AIM. Reproduce word for word the lines of the entries starting with the line that contains "Pick out the blurred" and continuing through the final line of the entries.

Saved data entries:

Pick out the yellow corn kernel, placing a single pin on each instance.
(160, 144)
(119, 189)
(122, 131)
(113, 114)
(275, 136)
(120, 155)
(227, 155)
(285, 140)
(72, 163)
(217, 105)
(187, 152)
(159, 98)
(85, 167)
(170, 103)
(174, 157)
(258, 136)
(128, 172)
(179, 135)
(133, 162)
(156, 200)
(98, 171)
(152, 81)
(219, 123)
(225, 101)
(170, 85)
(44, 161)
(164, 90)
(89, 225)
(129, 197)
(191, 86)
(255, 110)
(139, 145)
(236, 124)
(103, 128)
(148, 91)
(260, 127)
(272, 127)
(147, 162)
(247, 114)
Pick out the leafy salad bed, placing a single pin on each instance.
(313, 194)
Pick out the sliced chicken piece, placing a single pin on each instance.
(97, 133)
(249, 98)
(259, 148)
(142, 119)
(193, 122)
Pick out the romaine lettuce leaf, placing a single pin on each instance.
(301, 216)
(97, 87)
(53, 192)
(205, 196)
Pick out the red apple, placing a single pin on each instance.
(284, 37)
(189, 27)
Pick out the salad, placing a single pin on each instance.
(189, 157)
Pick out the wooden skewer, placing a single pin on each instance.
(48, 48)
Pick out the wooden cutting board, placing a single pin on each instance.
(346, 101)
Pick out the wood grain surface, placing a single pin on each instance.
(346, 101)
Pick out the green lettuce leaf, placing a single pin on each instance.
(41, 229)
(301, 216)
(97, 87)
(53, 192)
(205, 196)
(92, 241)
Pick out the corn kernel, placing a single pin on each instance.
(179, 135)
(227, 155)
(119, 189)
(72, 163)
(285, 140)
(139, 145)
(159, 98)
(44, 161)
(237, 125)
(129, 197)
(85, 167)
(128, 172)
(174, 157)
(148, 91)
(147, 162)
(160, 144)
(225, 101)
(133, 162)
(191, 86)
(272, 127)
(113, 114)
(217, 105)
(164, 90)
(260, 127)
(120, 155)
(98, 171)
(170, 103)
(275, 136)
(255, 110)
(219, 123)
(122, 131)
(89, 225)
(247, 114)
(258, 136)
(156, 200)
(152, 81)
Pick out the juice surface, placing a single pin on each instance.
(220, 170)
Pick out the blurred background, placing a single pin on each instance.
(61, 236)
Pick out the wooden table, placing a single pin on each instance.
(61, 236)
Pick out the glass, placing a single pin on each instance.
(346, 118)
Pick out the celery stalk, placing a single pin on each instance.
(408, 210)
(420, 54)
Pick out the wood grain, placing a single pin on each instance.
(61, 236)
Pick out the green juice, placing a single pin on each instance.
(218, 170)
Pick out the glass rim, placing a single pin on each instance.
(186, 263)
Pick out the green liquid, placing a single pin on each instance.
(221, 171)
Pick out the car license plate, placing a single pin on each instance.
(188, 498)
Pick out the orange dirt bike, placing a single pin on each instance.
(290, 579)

EXERCISE RESULT.
Pick out the blurred background, placing a single pin on each instance.
(61, 236)
Pick out the wooden table, placing a single pin on each instance.
(61, 236)
Pick out the glass, placing a single pin on each instance.
(346, 118)
Pick out the celery stalk, placing a single pin on each instance.
(408, 210)
(420, 54)
Pick out the wood grain, placing a single pin on each instance.
(61, 236)
Pick out the green juice, placing a single pin on each instance.
(218, 170)
Pick out the glass rim, placing a single pin on each instance.
(186, 263)
Pick out the green liquid, placing a single pin on each instance.
(221, 171)
Pick out the car license plate, placing a single pin on each instance.
(188, 498)
Pick out the orange dirt bike, placing a single pin on each instance.
(290, 579)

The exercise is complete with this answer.